> Instructions for the task:
Among the records below, find each line that includes the string "seat" and copy it.

> Listed records:
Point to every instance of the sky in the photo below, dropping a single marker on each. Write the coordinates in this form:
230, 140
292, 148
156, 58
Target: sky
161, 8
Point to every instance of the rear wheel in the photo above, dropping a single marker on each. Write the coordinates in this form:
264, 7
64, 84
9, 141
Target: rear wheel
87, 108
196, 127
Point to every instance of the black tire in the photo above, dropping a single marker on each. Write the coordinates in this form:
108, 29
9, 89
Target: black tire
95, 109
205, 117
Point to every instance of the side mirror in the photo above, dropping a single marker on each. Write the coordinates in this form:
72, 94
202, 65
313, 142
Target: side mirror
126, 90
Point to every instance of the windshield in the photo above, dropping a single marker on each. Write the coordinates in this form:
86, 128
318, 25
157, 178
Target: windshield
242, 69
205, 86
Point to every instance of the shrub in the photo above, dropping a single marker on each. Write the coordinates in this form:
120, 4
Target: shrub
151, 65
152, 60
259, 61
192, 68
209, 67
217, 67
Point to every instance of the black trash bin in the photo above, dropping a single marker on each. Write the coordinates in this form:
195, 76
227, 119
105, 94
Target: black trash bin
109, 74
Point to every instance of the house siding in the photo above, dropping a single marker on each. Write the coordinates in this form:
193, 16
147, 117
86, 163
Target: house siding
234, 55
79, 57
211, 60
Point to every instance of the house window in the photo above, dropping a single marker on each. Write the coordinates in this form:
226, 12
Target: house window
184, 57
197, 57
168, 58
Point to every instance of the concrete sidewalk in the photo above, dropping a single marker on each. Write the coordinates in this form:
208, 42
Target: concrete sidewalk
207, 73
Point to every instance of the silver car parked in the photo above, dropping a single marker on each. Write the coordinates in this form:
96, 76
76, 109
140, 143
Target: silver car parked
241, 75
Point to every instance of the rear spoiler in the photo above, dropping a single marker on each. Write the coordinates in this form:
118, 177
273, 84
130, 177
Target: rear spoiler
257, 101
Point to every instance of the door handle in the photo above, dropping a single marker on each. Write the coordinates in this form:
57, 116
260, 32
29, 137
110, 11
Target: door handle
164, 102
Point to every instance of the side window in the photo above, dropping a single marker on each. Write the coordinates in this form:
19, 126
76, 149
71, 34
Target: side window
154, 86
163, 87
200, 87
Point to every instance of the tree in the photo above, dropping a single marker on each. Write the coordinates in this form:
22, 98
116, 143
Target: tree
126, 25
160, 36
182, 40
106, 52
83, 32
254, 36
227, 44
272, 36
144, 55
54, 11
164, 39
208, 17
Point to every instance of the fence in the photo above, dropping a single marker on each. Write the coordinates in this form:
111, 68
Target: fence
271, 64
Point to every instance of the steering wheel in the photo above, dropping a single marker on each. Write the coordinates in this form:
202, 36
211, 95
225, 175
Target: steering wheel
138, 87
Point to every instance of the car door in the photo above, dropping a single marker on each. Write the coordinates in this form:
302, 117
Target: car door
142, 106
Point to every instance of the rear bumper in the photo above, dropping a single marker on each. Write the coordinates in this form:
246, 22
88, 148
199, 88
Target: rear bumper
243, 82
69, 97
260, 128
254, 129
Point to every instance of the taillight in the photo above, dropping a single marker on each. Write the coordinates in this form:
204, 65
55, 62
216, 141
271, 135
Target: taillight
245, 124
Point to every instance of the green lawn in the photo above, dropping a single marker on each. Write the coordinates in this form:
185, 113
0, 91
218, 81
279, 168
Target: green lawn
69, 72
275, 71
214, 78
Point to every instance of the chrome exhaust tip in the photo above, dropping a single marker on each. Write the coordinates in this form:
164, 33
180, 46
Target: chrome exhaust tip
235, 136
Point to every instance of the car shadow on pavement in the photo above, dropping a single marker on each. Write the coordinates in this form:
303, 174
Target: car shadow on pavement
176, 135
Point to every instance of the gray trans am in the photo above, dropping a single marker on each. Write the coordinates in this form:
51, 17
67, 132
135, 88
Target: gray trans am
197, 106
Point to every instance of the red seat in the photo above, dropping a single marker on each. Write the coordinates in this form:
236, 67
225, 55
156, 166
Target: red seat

> Response box:
Point to every instance of the red seat in the photo above, dropping a single marker on each. Write the coordinates in this form:
Target: red seat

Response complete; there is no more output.